LISTED RECORDS:
__________________________________________________

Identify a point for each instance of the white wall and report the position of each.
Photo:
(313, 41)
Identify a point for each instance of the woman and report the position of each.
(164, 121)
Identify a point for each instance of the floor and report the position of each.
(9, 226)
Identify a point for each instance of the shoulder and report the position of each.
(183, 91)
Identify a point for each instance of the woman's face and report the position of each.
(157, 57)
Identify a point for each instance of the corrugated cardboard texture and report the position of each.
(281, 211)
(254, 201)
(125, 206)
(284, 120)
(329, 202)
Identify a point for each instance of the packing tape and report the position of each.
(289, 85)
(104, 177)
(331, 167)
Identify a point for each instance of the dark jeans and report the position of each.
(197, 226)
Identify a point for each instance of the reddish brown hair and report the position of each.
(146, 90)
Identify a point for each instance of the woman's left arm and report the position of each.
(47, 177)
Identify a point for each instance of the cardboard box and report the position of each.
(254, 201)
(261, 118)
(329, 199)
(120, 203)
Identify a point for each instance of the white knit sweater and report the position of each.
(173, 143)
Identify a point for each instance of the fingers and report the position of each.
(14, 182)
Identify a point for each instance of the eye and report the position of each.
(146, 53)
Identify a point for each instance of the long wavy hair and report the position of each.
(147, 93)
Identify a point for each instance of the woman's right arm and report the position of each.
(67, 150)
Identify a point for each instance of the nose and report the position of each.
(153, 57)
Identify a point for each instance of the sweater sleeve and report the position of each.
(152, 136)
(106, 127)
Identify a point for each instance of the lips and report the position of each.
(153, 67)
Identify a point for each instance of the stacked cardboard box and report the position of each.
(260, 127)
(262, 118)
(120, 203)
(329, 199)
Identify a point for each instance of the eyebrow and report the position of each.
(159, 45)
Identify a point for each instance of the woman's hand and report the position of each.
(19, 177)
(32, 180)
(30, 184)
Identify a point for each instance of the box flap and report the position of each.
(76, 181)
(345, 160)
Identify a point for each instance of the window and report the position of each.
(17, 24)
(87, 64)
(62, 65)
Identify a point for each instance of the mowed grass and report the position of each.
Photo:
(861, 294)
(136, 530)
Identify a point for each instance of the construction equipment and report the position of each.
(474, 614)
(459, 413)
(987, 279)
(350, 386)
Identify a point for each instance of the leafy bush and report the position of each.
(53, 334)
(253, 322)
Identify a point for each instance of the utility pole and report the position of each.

__________________________________________________

Please copy all of the records above word for word, changing nothing.

Identify a point for each instance of the white wall and report the position of each.
Photo:
(313, 41)
Identify a point for each instance of the woman and report the position of each.
(164, 121)
Identify a point for each instance of the floor and report the position of each.
(9, 226)
Identify a point for each instance of the shoulder and report the position of each.
(183, 91)
Identify a point for each instance of the woman's face and report the position of each.
(157, 57)
Identify a point for each instance of the corrugated cardboard texture and report the position of each.
(281, 211)
(254, 201)
(125, 206)
(284, 120)
(329, 202)
Identify a point for each instance of the packing tape and report the position of each.
(289, 85)
(104, 177)
(331, 167)
Identify a point for each instance of the dark jeans and report the position of each.
(197, 226)
Identify a point for each instance of the reddish brown hair and report the position of each.
(146, 90)
Identify a point for each instance of the woman's left arm and report the position of each.
(47, 177)
Identify a point for each instance of the cardboard box and report the position of each.
(254, 201)
(261, 118)
(329, 199)
(120, 203)
Identify a point for each instance of the white knit sweater and report the position of each.
(173, 143)
Identify a point for each instance of the fingers and report the position of each.
(14, 182)
Identify a point for each instance of the eye and report the position of each.
(146, 53)
Identify a point for each instance of the long wavy hair and report the position of each.
(147, 93)
Identify a point for each instance of the woman's right arm and report the position of each.
(67, 150)
Identify a point for each instance of the nose and report the position of each.
(153, 57)
Identify a point for each instance of the sweater sleeve and report the position of each.
(152, 136)
(106, 127)
Identify a point for each instance of the lips and report the position of each.
(153, 67)
Identify a point for each instance of the stacked cardboard box and report the position of each.
(260, 127)
(262, 118)
(120, 203)
(329, 199)
Identify a point for each instance of the eyebrow and report the position of each.
(159, 45)
Identify a point for each instance of the woman's hand and report the position of each.
(19, 177)
(32, 180)
(30, 184)
Identify a point for each instance of the box flap and report the position of each.
(76, 181)
(345, 160)
Identify a point for each instance of the window and report the position of each.
(17, 24)
(87, 64)
(62, 65)
Identify a point for each instance of the mowed grass and report the position of each.
Photo:
(861, 294)
(136, 530)
Identify a point for each instance of the construction equipment and report the position of each.
(474, 614)
(459, 413)
(987, 279)
(350, 386)
Identify a point for each instance of the leafy bush and report the position of each.
(53, 334)
(253, 322)
Identify a point for each instance of the utility pole and report the position of each.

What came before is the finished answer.